= Given passage =
BACKGROUND OF THE INVENTION
1. Field of the Invention
The present invention relates to a paper machine, and, more particularly, to a dewatering fabric used in a paper machine for the manufacturer of a fibrous web.
2. Description of the Related Art
A fabric is utilized to carry the fiber web during the formation of the web. After the web takes form it is usually subjected to a drying process. The same fabric used during formation of the web or another fabric may come in contact with the web, to move the web across a vacuum section for the remove of moisture from the web. The fabric may additionally absorb moisture from the web and the moisture so absorbed is subsequently removed from the fabric at a later point in the process.
Dewatering fabrics used in the paper industry are usually referred to as press fabrics. Press fabrics are characterized by a structure that carries a lot of water. Press fabrics are normally used to transport the wet web after forming through at least one pressing point to dewater the web. This normally occurs in two ways. First, a negative pressure is applied to the press fabric to remove excess water prior to pressing. During this process, the web passes some water into the press fabric, thus increasing the solid content of the web prior to pressing. Secondly, pressing removes water through mechanical compaction. This step can be detrimental to the properties of the final dried web, specifically, the caliper and absorbency.

= Source material =
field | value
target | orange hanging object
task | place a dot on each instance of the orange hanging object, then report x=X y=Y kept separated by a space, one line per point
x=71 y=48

= Given instruction =
Carry on the passage about dewatering fabrics for paper machines from the point where it stops. The lines above play no part here.

= The output =
The method disclosed in U.S. Pat. No. 5,598,643, entitled, “Capillary Dewatering Method and Apparatus” discloses a way of dewatering the web without compaction. Additionally, U.S. Pat. No. 5,437,107, entitled, “Limited Orifice Drying” discloses a limited flow membrane. However, these disclosed dewatering methods are very different from Applicants' invention.
- SUMMARY OF THE INVENTION
What is needed in the art is a fabric, which provides dewatering of a fiber web, is less complicated and less costly to install.
The present invention provides a dewatering fabric for use in a papermaking machine.
The invention comprises, in one form thereof, a dewatering fabric for use in a paper machine, the dewatering fabric including a woven permeable fabric and a polymeric layer having openings therethrough, the polymeric layer connected to the permeable fabric.
BRIEF DESCRIPTION OF THE DRAWINGS
An advantage of the present invention is that it allows airflow therethrough for the removal of water from a fibrous web.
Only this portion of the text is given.